Collection entries
----------------------------------------
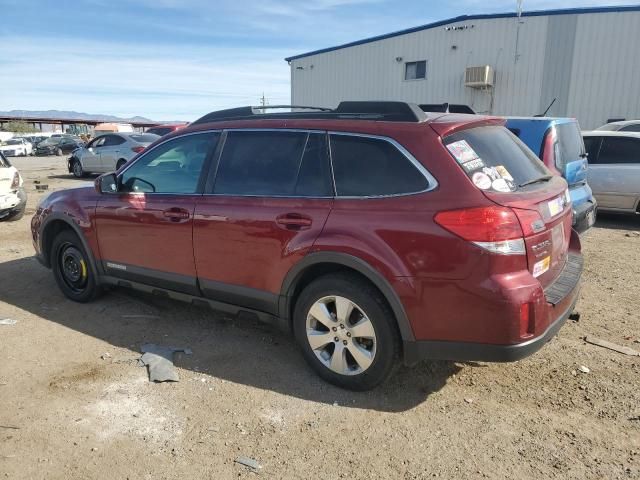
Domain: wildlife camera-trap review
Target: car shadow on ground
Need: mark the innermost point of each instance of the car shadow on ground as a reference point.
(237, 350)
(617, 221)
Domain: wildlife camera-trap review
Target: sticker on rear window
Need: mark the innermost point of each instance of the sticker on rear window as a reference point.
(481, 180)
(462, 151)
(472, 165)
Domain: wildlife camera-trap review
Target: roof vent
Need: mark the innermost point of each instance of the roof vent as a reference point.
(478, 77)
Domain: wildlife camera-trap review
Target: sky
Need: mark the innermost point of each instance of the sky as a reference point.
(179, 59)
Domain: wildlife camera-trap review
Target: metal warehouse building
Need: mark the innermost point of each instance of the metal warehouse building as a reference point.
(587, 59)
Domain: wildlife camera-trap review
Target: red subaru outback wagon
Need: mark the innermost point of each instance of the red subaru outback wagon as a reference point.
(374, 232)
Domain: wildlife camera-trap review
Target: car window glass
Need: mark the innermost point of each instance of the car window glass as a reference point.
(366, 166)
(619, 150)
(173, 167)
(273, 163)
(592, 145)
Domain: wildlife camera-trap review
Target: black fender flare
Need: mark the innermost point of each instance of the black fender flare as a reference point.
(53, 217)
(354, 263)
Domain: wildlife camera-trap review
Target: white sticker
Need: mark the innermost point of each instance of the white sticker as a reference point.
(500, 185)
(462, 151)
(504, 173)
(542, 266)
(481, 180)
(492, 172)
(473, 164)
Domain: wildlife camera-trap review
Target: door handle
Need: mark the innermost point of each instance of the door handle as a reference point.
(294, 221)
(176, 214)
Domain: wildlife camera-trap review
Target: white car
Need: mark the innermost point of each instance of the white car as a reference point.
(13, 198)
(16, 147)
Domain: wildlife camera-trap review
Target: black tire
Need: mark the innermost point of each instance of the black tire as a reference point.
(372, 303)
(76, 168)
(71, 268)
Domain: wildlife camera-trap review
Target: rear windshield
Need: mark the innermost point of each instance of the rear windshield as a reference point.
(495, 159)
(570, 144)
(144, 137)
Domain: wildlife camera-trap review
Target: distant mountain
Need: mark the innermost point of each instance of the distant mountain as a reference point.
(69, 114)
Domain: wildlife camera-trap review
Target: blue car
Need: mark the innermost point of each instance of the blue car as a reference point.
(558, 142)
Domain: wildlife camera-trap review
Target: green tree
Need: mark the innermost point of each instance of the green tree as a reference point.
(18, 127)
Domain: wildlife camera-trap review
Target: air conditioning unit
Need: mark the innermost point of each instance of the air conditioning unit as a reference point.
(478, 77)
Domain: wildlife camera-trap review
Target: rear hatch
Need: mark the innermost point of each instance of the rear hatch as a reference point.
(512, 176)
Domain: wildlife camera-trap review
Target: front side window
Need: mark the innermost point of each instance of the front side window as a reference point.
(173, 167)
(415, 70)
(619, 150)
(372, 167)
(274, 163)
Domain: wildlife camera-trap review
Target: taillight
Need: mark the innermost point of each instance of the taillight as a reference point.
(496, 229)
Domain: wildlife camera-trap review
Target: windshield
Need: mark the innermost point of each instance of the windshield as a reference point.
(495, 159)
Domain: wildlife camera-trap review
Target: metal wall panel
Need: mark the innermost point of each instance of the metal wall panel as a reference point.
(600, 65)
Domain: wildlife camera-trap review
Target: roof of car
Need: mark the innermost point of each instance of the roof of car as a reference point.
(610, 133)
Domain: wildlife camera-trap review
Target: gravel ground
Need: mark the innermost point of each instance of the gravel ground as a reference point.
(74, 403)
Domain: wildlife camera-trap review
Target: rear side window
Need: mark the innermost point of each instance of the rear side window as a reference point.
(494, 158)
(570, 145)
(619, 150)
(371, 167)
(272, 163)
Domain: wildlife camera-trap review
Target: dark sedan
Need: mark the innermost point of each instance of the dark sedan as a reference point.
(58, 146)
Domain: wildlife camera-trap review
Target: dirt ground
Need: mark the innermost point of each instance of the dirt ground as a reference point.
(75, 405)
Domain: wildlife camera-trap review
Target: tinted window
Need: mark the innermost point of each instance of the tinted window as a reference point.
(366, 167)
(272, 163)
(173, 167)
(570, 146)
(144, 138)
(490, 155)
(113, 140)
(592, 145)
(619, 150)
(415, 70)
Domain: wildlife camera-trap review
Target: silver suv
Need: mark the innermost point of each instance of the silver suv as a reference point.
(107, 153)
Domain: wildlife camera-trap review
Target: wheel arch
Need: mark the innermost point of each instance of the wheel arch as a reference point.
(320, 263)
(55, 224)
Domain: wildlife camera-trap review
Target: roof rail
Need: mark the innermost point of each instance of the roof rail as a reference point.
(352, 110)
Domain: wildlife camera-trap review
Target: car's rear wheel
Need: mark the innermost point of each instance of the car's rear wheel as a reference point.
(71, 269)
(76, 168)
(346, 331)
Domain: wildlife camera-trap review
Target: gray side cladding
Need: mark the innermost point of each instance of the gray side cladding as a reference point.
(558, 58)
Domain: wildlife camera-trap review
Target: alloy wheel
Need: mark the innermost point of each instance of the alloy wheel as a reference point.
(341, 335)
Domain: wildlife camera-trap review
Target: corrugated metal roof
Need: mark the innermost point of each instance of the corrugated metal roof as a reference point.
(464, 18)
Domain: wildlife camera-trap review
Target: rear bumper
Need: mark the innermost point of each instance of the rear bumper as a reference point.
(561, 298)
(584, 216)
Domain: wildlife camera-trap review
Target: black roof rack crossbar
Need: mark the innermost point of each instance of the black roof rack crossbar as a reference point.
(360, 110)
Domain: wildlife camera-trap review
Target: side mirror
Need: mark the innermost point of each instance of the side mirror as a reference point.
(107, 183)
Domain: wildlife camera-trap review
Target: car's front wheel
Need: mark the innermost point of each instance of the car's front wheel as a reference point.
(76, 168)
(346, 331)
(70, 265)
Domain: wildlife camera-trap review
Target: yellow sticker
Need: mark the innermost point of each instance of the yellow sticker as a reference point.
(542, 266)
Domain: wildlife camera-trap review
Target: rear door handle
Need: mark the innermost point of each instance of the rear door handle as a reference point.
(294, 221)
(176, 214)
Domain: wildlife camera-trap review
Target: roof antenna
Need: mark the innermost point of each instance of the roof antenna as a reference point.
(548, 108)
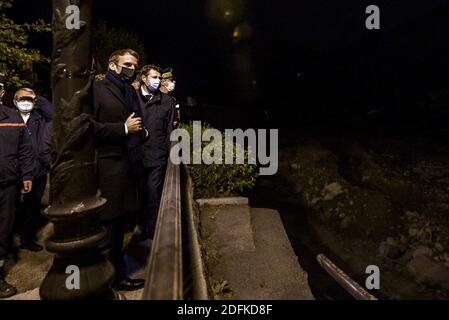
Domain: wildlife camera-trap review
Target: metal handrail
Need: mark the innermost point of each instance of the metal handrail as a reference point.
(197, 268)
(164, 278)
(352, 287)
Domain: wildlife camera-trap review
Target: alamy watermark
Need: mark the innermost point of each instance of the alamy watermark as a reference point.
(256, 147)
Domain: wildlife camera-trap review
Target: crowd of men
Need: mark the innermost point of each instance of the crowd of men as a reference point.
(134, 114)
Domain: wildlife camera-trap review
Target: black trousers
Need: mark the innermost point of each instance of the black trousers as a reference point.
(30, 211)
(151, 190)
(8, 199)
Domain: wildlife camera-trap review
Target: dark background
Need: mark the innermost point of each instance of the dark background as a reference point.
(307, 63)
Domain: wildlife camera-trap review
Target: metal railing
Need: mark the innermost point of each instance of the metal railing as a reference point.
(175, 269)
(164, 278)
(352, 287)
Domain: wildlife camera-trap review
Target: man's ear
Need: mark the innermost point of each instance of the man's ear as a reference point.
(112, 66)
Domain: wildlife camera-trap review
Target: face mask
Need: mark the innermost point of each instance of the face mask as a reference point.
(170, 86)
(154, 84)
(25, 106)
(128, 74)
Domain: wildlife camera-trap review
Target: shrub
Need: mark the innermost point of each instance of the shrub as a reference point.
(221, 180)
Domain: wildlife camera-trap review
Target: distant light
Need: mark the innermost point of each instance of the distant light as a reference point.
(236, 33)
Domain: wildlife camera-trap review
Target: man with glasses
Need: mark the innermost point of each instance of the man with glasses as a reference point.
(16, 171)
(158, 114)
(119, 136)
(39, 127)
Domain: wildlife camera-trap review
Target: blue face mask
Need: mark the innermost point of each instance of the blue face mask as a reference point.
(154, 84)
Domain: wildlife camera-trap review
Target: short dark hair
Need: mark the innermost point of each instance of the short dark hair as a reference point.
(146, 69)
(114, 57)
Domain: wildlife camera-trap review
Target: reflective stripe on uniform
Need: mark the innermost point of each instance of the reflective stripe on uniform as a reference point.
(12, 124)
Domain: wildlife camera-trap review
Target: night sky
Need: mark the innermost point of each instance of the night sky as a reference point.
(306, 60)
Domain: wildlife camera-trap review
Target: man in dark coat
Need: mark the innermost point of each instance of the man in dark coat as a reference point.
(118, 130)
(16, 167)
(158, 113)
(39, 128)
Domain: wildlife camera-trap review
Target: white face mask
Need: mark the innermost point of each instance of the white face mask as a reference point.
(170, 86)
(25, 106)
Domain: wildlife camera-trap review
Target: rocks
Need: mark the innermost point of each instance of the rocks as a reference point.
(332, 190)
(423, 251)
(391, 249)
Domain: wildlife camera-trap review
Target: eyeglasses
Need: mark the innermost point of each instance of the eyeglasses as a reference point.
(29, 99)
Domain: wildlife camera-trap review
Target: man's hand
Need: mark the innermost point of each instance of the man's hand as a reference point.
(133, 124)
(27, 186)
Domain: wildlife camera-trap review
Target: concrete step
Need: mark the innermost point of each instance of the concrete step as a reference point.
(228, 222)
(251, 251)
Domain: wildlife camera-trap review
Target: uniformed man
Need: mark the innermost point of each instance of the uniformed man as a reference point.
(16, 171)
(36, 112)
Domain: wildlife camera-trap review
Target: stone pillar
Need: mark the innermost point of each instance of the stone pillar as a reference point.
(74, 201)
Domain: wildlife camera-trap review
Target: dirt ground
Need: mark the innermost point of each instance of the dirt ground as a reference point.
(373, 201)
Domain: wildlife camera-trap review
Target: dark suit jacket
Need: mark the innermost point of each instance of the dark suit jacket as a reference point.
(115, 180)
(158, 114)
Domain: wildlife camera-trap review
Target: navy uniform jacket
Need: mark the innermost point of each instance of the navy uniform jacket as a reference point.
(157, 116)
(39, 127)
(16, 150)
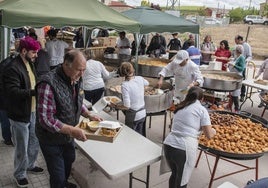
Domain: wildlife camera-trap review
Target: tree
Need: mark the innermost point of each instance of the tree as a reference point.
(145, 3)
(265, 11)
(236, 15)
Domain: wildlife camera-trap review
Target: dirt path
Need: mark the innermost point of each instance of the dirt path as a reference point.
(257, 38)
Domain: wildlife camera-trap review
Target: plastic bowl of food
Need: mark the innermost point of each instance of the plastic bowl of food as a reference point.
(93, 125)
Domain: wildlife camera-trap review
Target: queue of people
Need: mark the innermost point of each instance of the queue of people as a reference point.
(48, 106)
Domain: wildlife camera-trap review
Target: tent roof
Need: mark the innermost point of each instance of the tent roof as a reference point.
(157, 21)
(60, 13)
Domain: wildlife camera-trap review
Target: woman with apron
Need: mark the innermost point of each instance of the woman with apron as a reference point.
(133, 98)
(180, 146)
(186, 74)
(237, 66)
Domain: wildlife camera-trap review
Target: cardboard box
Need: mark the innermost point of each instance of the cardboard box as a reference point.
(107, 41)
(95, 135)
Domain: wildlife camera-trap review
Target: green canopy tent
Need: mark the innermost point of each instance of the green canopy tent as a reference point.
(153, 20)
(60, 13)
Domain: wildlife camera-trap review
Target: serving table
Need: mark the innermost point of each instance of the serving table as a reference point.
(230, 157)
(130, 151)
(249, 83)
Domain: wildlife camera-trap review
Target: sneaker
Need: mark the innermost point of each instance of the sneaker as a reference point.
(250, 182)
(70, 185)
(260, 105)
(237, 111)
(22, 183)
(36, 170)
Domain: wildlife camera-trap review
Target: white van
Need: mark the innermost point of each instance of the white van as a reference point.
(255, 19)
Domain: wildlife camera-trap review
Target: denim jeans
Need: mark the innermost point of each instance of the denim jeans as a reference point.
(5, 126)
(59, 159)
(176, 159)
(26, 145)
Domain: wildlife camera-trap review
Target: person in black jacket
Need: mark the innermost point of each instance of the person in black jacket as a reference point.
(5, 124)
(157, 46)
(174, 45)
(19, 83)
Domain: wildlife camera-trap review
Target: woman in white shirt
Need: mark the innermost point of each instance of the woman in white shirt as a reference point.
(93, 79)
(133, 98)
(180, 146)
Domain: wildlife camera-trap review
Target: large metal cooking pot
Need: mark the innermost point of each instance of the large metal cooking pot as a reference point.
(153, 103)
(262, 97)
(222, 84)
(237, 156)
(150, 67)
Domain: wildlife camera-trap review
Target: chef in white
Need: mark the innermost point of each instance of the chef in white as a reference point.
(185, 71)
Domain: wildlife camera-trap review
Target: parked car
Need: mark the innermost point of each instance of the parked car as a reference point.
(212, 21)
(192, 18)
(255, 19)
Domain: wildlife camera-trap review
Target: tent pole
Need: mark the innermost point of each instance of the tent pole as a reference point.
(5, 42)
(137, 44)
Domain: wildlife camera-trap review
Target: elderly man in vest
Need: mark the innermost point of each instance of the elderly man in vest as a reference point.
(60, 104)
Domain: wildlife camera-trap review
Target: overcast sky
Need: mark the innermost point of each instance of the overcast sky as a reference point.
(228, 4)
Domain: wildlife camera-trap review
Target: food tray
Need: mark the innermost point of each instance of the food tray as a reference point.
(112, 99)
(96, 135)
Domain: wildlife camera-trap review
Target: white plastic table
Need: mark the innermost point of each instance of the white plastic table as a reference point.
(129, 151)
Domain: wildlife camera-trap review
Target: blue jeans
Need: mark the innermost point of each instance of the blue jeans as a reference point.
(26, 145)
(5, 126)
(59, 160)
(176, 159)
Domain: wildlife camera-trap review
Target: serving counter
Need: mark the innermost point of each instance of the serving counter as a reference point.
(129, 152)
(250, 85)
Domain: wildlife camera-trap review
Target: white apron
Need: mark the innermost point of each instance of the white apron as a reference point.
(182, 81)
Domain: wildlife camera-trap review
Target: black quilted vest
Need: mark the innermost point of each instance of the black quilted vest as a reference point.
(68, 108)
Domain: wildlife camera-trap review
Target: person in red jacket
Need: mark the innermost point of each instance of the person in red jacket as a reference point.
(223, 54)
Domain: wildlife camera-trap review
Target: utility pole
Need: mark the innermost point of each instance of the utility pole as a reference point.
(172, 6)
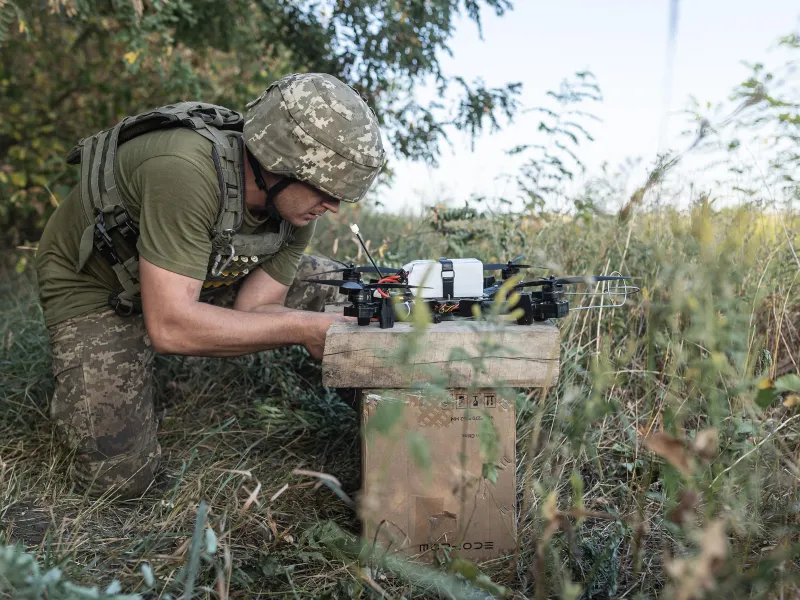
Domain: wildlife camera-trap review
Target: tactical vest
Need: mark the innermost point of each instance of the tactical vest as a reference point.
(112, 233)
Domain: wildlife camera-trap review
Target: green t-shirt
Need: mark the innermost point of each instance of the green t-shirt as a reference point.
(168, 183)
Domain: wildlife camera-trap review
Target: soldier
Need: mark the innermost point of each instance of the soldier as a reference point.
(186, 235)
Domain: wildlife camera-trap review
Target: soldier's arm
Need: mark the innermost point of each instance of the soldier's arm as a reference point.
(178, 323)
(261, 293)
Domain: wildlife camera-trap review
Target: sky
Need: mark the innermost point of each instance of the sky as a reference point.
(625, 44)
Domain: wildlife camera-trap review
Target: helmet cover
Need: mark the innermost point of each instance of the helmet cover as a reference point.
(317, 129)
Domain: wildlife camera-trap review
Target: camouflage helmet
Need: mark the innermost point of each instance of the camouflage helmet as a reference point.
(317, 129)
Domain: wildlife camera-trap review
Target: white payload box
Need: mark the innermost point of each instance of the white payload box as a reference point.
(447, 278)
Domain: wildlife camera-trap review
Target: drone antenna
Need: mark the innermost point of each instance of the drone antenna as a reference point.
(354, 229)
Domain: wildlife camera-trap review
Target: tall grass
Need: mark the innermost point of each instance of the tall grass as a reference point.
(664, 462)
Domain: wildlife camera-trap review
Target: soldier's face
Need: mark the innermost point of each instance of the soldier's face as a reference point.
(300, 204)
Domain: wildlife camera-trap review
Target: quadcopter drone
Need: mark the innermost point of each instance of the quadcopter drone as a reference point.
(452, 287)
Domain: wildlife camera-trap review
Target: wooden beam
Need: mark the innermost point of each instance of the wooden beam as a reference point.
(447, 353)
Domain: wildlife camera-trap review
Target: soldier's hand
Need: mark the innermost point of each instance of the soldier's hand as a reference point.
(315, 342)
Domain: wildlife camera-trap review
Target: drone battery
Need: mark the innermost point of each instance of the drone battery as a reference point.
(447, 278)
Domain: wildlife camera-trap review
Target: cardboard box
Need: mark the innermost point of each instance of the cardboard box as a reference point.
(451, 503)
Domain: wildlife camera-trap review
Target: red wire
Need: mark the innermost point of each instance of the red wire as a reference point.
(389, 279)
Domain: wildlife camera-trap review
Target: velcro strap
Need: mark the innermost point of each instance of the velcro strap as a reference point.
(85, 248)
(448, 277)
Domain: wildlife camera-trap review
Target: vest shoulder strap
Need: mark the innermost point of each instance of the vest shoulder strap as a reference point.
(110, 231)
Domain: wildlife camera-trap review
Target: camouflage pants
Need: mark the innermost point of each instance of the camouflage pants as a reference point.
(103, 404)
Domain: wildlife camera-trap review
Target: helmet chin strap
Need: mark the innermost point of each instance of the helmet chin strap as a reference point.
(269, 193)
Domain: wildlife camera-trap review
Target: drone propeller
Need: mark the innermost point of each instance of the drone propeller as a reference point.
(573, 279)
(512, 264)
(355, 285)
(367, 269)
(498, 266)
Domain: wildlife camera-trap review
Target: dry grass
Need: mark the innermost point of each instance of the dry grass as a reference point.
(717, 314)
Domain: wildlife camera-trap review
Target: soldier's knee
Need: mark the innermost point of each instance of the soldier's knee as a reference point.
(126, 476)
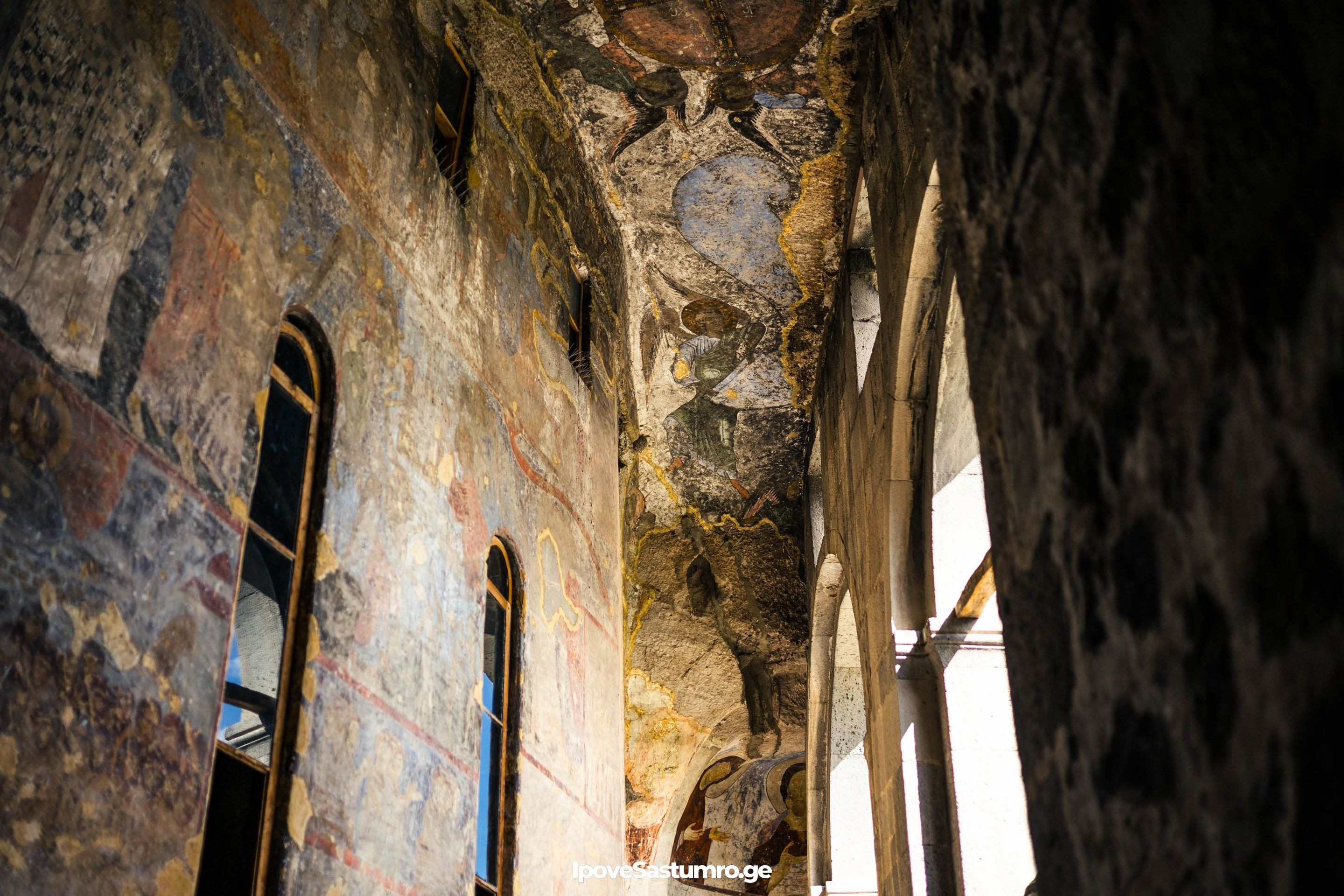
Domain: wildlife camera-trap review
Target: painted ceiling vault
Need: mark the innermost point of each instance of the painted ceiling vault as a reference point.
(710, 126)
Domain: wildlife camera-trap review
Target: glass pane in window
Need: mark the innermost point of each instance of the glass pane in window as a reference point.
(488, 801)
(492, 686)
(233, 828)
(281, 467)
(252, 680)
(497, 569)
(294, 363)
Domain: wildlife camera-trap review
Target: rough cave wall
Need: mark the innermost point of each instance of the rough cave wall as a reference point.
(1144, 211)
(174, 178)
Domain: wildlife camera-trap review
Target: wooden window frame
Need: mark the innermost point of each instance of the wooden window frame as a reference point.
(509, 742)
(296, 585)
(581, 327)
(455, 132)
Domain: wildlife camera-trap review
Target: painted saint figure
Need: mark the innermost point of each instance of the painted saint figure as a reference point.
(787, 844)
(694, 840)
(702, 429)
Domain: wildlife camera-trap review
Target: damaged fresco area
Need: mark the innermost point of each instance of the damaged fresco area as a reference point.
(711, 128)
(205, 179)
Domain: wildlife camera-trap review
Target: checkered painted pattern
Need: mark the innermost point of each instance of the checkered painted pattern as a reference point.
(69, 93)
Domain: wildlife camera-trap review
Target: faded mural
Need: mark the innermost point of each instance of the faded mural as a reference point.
----------------------------------------
--- AIM OF THE EXERCISE ---
Return every line from the data above that contains the word "shirt", treating uppercase and lowercase as distinct.

--- ANSWER TO THIS TASK ---
Target: woman in white shirt
Need: mark the innermost point of each instance of the woman in white shirt as a reference point.
Target: green t-shirt
Need: mark the innermost point of each instance of the green t-shirt as a reference point.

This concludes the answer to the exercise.